Record extracts >>
■ ■ ■ ■ ■
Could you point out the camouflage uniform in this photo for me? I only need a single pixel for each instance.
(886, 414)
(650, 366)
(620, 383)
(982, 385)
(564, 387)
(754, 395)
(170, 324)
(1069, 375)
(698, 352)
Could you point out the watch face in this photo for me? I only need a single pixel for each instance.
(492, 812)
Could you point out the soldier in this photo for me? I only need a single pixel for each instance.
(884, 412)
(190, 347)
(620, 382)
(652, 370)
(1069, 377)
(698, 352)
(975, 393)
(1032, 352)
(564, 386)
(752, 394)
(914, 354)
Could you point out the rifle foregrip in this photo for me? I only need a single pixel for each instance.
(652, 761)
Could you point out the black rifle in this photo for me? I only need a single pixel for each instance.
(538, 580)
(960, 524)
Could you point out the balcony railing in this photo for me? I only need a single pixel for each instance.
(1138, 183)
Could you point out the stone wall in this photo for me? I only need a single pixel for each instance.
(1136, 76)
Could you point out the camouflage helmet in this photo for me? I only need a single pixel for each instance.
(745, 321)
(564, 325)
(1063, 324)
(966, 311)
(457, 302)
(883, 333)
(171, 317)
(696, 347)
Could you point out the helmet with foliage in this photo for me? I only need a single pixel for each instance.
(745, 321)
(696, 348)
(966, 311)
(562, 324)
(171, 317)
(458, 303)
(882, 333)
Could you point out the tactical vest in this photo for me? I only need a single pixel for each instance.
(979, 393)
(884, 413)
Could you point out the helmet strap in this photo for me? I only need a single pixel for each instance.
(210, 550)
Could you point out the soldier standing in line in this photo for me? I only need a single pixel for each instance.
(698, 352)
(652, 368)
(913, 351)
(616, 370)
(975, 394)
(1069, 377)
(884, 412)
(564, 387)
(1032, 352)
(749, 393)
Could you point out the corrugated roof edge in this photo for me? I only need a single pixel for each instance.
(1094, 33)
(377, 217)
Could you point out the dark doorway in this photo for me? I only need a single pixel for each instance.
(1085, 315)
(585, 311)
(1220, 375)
■ ■ ■ ■ ■
Problem >> Reproduce all of the data above verbatim, line by line, without changing anything.

Written reply >>
Could you point out the camouflage uniform in this photo for me? I only need a single pixel for each instance.
(886, 414)
(650, 366)
(620, 383)
(982, 385)
(564, 387)
(754, 395)
(170, 324)
(1069, 375)
(698, 352)
Could you point out the watch face in this photo for me? I only need a single pixel for each instance.
(492, 812)
Could you point out the soldier in this photo for me? I only need a single pixel for each instance.
(884, 412)
(190, 347)
(620, 382)
(652, 370)
(1069, 377)
(698, 352)
(975, 393)
(1032, 352)
(564, 386)
(752, 394)
(914, 354)
Could you point out the rifle foregrip in this photo for me? I only need a single pixel for each instance.
(652, 761)
Could you point out the black rifle in this photo for me? I only need a single pixel for each instance.
(538, 580)
(960, 524)
Could you point out the balcony railing in this photo for me? I only need a single pixel for each instance.
(1138, 183)
Could you point out the stone wall in this photo for me? I only need a single pixel for each instance.
(1136, 76)
Could you point out the camouflage helmet in this photo for me? I only need a single pixel for each instance.
(745, 321)
(564, 325)
(1063, 324)
(966, 311)
(457, 302)
(883, 333)
(171, 317)
(696, 347)
Could you point out the helmet with foliage in this photo for me? I only need a single pixel for each instance.
(745, 321)
(696, 348)
(966, 311)
(562, 324)
(171, 317)
(458, 303)
(882, 333)
Could you point out the tactical vest in this photo for me? I only need a single pixel for each instance.
(979, 393)
(884, 413)
Could you point out the helmet strap in this photo for me? I only need a single pixel for each instance.
(210, 550)
Could you point out the soldier standing in line in this photo for me? I only need a single pixel for each instance.
(698, 352)
(652, 368)
(913, 351)
(616, 370)
(975, 394)
(1069, 377)
(884, 412)
(564, 387)
(1032, 352)
(749, 393)
Could you point out the corrugated roof edge in this photo for me? I only need a single pixel for each instance.
(1094, 33)
(377, 217)
Could you point out the dark doorway in this photo for me? I only need a single pixel for each instance.
(1085, 315)
(585, 311)
(1220, 375)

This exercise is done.